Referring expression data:

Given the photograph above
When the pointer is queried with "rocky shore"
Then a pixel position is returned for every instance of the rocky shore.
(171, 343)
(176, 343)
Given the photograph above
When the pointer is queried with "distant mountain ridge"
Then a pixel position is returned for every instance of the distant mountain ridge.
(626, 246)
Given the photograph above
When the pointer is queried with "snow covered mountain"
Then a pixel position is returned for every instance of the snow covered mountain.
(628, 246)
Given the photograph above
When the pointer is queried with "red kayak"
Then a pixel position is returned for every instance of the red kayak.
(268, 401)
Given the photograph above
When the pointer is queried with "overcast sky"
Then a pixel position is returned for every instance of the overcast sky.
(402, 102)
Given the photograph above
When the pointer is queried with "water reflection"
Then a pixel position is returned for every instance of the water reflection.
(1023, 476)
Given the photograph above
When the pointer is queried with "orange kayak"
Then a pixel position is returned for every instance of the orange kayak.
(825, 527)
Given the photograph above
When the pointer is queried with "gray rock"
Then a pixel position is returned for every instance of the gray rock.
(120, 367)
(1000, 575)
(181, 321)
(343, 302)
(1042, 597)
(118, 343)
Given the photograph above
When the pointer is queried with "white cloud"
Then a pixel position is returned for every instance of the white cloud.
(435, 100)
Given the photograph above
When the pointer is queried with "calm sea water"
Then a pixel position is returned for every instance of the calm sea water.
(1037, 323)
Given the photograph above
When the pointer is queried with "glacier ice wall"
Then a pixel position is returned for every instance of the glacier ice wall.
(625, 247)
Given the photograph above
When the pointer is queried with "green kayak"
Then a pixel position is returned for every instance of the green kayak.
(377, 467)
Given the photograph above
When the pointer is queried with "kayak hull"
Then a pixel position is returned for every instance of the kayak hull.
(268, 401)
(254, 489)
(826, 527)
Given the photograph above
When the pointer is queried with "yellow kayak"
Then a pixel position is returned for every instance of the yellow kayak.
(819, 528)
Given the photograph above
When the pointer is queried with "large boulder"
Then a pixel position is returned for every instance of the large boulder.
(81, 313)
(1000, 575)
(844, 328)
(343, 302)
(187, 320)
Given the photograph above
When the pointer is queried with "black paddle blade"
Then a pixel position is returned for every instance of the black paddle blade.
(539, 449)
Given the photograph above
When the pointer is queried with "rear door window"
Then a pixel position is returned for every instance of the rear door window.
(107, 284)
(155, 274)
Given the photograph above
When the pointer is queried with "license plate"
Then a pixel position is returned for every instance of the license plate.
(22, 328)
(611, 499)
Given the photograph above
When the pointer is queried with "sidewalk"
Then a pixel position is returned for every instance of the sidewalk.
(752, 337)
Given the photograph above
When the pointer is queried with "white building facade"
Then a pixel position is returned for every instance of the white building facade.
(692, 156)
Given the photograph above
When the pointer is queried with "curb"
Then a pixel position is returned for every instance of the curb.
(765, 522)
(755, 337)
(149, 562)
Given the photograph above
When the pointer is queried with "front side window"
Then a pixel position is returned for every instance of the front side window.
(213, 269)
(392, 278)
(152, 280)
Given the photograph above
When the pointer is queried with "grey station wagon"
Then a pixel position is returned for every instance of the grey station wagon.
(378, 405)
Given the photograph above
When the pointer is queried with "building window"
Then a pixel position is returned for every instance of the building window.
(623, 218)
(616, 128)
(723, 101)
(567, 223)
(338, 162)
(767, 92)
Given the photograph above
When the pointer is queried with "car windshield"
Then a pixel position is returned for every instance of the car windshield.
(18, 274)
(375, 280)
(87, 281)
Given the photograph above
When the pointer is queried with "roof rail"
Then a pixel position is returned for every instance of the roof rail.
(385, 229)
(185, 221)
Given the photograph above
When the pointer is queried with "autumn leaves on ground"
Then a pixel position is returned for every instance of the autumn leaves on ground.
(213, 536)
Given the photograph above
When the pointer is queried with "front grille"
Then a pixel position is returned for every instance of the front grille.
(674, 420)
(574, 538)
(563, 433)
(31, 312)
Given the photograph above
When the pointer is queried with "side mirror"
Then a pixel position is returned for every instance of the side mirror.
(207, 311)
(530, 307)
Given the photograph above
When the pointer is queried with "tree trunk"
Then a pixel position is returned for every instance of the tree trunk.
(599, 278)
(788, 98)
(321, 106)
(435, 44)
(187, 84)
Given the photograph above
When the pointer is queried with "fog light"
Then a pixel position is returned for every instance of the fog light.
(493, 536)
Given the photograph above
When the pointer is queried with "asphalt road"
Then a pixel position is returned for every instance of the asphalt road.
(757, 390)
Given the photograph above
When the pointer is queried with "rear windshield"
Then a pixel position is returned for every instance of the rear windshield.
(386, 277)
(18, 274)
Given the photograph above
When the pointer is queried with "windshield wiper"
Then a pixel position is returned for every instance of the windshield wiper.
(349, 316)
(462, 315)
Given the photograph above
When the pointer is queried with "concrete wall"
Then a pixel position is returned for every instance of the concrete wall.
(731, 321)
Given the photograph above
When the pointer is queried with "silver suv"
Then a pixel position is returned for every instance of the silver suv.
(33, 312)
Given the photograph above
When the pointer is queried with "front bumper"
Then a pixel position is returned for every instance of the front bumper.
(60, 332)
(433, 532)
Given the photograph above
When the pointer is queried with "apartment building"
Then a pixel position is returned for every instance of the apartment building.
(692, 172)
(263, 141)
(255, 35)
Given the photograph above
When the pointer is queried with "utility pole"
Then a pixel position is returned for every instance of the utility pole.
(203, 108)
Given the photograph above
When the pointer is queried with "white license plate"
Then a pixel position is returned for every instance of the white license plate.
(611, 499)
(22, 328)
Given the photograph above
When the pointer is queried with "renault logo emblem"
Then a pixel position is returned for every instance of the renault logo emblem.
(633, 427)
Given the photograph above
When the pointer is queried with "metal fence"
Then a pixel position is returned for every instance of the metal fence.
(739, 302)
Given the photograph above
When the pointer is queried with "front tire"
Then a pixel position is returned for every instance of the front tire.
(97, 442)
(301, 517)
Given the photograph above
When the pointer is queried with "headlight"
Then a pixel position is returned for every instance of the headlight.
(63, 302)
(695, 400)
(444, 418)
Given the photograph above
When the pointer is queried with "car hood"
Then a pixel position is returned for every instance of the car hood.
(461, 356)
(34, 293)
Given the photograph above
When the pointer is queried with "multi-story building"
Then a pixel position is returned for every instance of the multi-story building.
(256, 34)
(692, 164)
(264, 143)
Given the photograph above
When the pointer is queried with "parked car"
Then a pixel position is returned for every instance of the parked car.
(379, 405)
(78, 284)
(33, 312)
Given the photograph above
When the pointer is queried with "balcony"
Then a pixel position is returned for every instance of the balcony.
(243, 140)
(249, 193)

## TASK STATEMENT
What is needed is an exact copy of the lines from the one containing "the car hood." to the end of the data; please add nothing else.

## EXERCISE SOLUTION
Then a pixel position is returned for every instance of the car hood.
(461, 356)
(34, 293)
Given the photograph above
When the pointer is queried with "multi-story building"
Then a pixel position is returned for every instance of the multi-story building.
(256, 34)
(692, 164)
(264, 143)
Given the photograph above
When the pointer is queried with "parked car"
Then a pixel position is returned for every instance of the parked car.
(379, 405)
(78, 284)
(33, 312)
Given the photograph above
When the pointer is queried with "balcony"
Then a pixel position is returned for every instance of the balcony.
(243, 140)
(249, 193)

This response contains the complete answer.